╭─ GIVEN INFORMATION
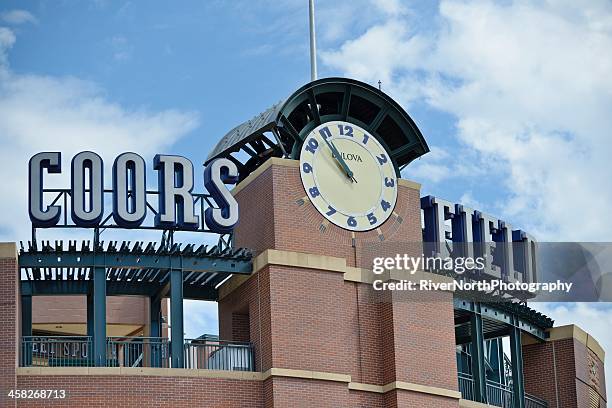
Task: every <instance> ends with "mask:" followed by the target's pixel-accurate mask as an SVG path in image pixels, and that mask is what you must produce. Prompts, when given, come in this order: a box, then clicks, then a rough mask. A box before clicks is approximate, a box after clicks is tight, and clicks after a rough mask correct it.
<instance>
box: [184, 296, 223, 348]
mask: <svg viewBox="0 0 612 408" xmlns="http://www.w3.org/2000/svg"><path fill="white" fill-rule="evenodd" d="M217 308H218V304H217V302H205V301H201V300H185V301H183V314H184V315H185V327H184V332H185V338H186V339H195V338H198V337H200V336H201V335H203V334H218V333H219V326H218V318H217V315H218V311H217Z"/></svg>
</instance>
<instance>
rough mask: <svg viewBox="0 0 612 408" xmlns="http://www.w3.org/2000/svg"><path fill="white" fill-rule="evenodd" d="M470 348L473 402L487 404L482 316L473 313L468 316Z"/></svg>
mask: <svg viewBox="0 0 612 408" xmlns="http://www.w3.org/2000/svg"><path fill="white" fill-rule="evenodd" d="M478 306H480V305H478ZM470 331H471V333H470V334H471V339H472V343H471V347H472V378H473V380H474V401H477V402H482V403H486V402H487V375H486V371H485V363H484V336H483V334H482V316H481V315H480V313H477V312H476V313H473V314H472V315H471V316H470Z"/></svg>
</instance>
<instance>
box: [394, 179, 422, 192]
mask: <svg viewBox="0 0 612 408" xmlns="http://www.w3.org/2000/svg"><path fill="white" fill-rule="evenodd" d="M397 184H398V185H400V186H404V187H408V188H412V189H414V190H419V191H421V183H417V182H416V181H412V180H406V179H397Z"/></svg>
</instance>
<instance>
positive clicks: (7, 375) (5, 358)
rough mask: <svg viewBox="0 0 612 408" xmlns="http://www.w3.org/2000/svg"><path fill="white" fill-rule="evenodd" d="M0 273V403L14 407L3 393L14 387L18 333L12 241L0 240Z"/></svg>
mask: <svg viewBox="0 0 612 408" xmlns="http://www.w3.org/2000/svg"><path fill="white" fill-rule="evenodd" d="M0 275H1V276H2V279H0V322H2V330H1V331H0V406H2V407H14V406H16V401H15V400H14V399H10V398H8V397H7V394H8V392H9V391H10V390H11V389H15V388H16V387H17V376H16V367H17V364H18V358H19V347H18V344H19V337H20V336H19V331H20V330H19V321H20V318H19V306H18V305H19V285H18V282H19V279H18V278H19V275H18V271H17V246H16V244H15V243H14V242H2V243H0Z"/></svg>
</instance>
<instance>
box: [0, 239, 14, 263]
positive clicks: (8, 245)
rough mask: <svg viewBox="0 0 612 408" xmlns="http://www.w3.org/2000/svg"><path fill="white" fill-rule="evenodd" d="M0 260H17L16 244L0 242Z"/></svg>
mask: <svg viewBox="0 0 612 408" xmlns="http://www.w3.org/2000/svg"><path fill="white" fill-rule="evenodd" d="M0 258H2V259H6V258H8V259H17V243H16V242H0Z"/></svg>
╰─
╭─ GIVEN INFORMATION
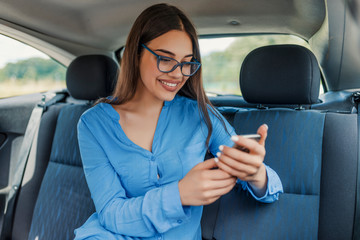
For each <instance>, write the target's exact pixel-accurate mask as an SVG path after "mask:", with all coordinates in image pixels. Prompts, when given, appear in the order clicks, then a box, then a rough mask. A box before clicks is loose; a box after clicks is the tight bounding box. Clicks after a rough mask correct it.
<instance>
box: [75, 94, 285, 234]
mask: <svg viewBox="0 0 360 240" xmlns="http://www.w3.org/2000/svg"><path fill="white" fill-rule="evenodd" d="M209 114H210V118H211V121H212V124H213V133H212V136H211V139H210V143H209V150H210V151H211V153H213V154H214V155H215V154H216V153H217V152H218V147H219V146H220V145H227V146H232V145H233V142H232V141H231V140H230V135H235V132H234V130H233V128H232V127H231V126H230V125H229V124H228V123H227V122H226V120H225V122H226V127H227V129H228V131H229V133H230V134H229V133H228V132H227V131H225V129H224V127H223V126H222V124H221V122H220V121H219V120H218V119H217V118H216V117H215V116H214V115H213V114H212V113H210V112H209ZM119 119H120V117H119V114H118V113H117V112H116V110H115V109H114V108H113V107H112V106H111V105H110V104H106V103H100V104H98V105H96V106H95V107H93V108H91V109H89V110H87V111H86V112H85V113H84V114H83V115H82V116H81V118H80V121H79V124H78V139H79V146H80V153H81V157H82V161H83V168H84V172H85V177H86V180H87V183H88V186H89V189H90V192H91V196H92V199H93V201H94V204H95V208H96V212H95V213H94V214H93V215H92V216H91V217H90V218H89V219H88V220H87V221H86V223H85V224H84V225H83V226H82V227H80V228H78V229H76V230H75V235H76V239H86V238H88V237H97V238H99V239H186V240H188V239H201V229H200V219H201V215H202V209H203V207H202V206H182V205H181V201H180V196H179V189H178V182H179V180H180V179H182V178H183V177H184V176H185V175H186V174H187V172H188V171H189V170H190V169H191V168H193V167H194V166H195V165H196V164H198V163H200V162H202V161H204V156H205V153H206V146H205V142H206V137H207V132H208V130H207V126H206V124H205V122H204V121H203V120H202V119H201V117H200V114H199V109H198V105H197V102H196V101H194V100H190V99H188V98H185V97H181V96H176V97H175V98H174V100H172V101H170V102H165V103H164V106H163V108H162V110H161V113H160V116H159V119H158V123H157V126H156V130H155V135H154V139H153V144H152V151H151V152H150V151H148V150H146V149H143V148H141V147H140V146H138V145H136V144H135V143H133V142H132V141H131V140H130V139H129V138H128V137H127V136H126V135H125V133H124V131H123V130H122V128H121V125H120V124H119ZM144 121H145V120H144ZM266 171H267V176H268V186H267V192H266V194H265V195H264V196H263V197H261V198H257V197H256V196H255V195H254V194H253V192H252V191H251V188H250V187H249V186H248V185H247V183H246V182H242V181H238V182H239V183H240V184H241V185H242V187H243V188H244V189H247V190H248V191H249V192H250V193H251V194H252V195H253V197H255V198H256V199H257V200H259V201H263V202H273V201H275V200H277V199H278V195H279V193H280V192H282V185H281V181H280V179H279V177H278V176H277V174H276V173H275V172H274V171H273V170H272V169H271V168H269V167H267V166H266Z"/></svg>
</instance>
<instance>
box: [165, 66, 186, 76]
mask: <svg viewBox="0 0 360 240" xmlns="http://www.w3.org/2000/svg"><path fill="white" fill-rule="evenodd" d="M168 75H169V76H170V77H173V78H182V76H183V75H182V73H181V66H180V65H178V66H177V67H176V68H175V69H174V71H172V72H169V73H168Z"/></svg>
╰─
╭─ GIVEN INFORMATION
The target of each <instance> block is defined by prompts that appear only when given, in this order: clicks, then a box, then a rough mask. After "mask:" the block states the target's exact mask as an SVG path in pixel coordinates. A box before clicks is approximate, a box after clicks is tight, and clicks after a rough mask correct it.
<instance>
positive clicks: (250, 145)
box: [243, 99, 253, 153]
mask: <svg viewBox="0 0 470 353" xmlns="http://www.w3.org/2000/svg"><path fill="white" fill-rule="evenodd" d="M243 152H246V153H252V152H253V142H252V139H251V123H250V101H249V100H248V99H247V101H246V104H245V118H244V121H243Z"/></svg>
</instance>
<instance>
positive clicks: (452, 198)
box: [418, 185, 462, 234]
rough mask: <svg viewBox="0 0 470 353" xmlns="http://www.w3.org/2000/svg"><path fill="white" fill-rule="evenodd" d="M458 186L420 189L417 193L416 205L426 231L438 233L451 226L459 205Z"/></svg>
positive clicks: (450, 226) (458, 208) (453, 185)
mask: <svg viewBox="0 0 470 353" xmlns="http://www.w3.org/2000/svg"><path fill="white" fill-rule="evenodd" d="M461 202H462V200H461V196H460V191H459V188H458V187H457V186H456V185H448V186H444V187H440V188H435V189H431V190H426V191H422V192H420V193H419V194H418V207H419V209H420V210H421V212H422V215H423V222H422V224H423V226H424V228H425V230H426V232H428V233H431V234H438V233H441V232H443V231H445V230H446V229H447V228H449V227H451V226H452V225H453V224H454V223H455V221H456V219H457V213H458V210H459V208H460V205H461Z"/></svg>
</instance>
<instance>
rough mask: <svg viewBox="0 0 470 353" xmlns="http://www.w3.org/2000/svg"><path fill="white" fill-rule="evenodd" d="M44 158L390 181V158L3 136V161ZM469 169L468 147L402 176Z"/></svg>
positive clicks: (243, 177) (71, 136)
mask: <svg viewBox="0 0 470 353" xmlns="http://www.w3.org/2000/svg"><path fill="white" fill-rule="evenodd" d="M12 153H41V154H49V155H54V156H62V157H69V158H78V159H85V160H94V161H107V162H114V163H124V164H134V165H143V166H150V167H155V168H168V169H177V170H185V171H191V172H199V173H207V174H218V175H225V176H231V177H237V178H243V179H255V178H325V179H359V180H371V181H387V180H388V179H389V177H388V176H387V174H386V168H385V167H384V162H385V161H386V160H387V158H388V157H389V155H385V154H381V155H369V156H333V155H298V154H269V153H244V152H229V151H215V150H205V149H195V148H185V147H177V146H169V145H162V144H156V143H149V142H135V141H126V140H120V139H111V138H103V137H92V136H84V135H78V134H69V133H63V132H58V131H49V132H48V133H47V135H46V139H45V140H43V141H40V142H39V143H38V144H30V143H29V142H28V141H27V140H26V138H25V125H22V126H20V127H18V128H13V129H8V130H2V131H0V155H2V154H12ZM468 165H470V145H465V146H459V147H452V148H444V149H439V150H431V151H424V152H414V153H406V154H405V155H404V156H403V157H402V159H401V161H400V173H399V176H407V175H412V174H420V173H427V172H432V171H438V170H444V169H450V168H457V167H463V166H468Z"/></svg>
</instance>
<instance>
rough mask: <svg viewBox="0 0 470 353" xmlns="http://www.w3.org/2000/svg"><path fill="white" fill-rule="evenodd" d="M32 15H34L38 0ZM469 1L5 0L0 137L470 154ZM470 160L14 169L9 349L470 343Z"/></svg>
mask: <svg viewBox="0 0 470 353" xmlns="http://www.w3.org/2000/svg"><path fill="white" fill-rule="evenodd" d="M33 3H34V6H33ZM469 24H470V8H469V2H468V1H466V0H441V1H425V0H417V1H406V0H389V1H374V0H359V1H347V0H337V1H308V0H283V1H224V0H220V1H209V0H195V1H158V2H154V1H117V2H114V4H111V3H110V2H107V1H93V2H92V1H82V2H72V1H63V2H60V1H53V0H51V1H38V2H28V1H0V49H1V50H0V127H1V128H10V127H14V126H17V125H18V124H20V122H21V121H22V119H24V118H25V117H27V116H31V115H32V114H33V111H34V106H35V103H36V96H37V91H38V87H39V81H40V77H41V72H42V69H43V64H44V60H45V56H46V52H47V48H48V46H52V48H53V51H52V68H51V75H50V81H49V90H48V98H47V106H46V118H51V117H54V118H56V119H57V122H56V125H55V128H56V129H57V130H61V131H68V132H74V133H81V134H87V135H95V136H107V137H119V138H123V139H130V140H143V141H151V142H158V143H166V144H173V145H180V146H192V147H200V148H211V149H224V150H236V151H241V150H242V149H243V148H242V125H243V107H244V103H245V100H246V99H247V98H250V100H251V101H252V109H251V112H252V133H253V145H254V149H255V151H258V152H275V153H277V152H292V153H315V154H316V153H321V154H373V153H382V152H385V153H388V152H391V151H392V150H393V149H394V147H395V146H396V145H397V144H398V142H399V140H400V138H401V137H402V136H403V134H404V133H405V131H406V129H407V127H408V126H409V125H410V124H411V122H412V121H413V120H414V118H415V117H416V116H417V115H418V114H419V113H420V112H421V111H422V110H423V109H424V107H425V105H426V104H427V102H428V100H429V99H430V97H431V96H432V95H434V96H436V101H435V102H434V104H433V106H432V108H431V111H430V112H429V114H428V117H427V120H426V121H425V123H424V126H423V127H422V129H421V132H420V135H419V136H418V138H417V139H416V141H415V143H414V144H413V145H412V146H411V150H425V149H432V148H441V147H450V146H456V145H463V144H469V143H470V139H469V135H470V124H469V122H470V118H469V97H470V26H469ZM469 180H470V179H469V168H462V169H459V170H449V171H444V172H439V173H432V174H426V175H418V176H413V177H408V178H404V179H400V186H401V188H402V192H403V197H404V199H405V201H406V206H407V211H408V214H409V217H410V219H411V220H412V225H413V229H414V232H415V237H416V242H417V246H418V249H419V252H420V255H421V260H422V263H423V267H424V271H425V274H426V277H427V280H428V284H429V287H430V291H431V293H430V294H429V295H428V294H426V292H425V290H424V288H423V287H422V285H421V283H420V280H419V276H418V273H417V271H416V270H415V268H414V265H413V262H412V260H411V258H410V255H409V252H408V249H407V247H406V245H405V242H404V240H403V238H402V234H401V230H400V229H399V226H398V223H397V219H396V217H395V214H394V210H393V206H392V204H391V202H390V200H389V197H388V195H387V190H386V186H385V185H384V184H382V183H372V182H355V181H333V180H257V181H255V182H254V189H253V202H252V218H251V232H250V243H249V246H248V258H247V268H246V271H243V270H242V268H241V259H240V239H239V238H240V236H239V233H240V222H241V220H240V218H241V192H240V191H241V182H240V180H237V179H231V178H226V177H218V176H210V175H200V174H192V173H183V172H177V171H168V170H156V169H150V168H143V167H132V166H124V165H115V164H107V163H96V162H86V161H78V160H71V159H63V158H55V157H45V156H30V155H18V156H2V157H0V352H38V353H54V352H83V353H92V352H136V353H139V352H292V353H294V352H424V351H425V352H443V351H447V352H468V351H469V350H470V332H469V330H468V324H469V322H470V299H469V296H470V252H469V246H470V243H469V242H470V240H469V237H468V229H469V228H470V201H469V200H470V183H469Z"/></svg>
╰─
> **WHAT YOU HAVE TO DO**
Please reproduce exactly the lines in the listing above from the one containing "positive clicks: (250, 145)" through the one containing "186L420 189L417 193L416", both included, and nothing more.

> **ANSWER TO THE PROBLEM**
positive clicks: (250, 145)
box: [243, 99, 253, 153]
mask: <svg viewBox="0 0 470 353" xmlns="http://www.w3.org/2000/svg"><path fill="white" fill-rule="evenodd" d="M243 152H246V153H252V152H253V142H252V139H251V123H250V101H249V100H248V99H247V101H246V104H245V118H244V121H243Z"/></svg>
</instance>
<instance>
positive clicks: (452, 198)
box: [418, 185, 462, 234]
rough mask: <svg viewBox="0 0 470 353" xmlns="http://www.w3.org/2000/svg"><path fill="white" fill-rule="evenodd" d="M458 186L420 189L417 193L416 205L426 231L438 233L451 226L459 205Z"/></svg>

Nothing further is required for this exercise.